Pick out each line in the items below that contains the word "moss" and copy those lines.

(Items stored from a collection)
....................
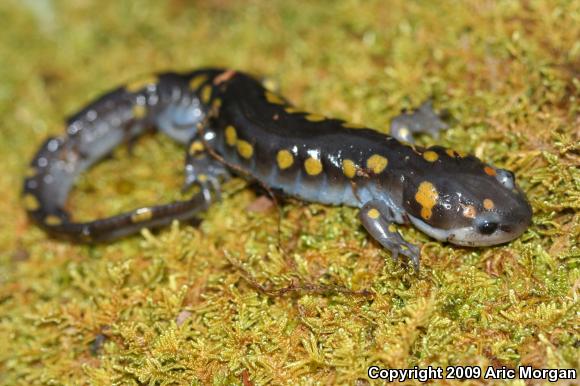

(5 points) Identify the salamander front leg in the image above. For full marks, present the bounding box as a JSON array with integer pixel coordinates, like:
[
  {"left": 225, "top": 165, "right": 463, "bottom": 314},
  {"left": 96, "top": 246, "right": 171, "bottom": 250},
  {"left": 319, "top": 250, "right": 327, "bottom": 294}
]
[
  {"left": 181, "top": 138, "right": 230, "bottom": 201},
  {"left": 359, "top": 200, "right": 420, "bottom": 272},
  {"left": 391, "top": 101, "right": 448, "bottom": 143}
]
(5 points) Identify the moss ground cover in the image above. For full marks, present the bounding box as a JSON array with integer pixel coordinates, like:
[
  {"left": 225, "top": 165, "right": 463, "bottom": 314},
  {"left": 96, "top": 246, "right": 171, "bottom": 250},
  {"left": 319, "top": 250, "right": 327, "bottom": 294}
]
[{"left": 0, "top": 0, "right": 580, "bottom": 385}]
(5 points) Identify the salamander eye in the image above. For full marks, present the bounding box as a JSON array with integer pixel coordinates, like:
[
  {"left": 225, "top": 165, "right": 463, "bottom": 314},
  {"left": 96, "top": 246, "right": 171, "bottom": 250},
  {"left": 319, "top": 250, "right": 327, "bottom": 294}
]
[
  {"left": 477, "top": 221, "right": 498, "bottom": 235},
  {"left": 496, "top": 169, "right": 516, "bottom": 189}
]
....................
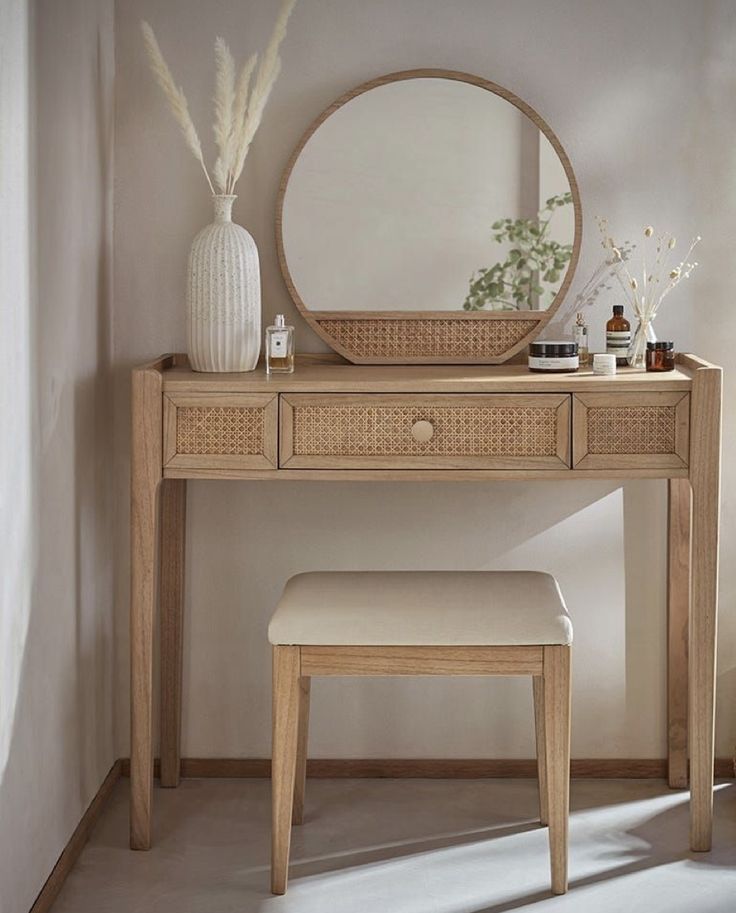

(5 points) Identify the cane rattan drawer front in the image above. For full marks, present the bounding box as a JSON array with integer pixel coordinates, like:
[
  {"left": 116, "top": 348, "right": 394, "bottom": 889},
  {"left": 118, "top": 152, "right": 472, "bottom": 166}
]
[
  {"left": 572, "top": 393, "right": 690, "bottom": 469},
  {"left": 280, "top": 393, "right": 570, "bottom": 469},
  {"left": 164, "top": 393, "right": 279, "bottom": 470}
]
....................
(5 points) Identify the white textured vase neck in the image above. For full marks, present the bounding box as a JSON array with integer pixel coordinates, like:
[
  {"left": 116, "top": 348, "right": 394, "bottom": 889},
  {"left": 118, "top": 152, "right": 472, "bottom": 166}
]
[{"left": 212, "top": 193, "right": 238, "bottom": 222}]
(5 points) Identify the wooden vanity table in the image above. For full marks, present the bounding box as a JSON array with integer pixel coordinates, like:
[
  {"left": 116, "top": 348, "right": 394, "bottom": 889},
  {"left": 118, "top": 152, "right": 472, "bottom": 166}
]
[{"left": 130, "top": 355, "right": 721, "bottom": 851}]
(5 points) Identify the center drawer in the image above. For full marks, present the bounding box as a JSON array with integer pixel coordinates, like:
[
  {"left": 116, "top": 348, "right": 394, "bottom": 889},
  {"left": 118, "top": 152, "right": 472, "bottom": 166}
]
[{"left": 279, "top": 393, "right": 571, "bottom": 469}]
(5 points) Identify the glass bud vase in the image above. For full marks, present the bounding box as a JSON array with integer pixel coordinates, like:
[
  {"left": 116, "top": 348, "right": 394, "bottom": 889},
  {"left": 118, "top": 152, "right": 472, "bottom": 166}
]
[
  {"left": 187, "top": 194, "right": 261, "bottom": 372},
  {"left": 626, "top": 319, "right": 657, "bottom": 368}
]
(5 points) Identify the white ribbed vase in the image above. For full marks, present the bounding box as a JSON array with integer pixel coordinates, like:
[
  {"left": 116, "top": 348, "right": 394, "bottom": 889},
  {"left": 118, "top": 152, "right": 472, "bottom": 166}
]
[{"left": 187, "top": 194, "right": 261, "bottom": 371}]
....................
Reply:
(5 points) Identify the moss ground cover in the image above. For full marks, present the bounding box as a JSON array with integer pixel coordinates, like:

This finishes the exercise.